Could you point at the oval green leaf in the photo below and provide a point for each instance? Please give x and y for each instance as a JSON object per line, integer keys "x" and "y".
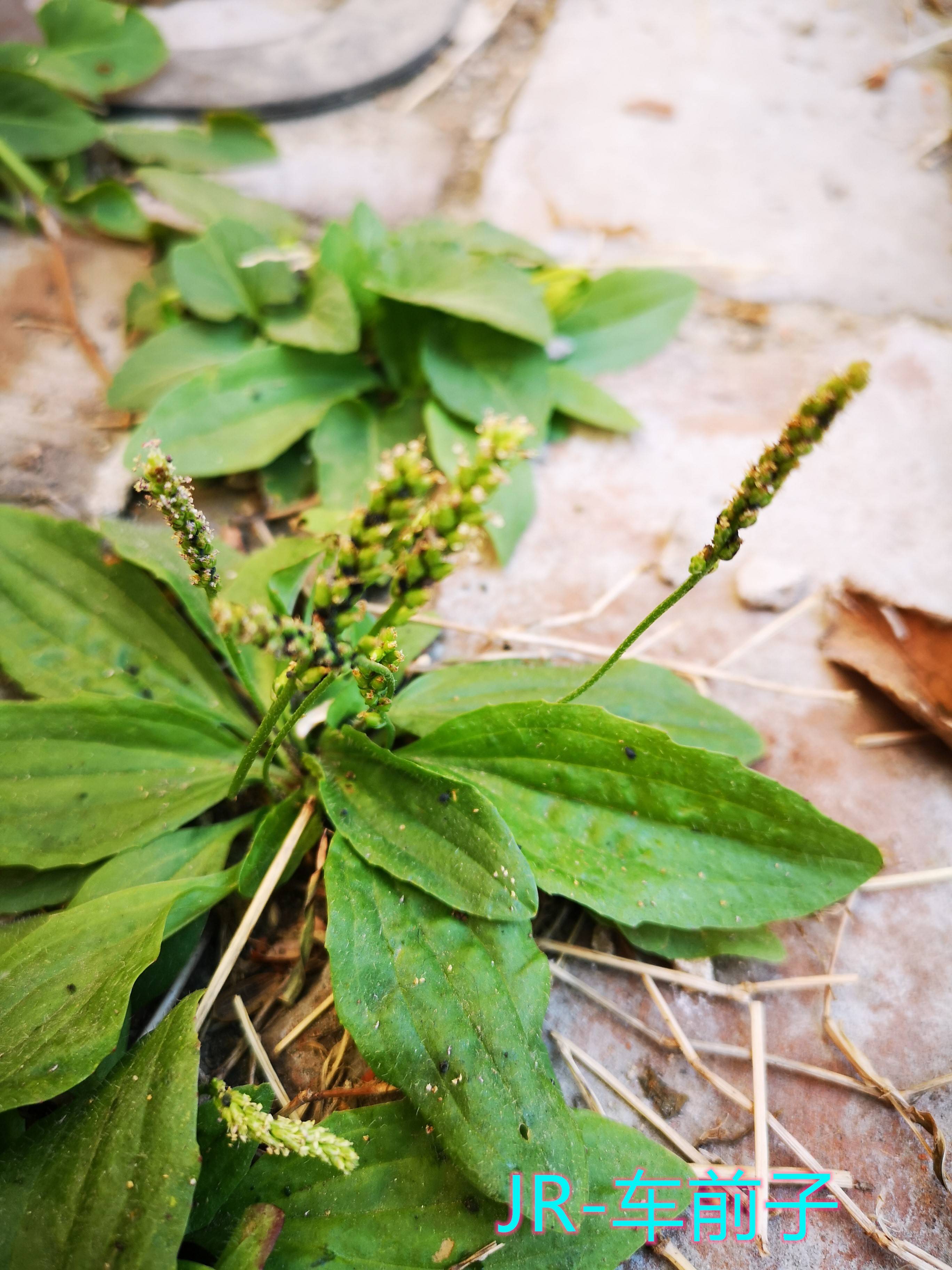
{"x": 624, "y": 318}
{"x": 87, "y": 779}
{"x": 244, "y": 415}
{"x": 174, "y": 356}
{"x": 479, "y": 288}
{"x": 39, "y": 123}
{"x": 474, "y": 369}
{"x": 110, "y": 1179}
{"x": 619, "y": 817}
{"x": 427, "y": 1207}
{"x": 432, "y": 1014}
{"x": 631, "y": 690}
{"x": 443, "y": 837}
{"x": 70, "y": 623}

_Goal of the exercise_
Format the data above as a Markdown table with the columns Row and Line, giving each nonblank line its own numbered row. Leave the pictures out.

_Solution to this problem_
| Row | Line |
|---|---|
| 1 | Could you point at the oval green leaf in the photo below and provide a point for each instance? Please give x and y for each instance as a JSON object per line, integer keys "x" and "y". |
| 2 | {"x": 624, "y": 318} |
| 3 | {"x": 87, "y": 779} |
| 4 | {"x": 244, "y": 415} |
| 5 | {"x": 174, "y": 356} |
| 6 | {"x": 479, "y": 288} |
| 7 | {"x": 39, "y": 123} |
| 8 | {"x": 474, "y": 369} |
| 9 | {"x": 110, "y": 1179} |
| 10 | {"x": 619, "y": 817} |
| 11 | {"x": 427, "y": 1207} |
| 12 | {"x": 432, "y": 1014} |
| 13 | {"x": 631, "y": 690} |
| 14 | {"x": 443, "y": 837} |
| 15 | {"x": 70, "y": 623} |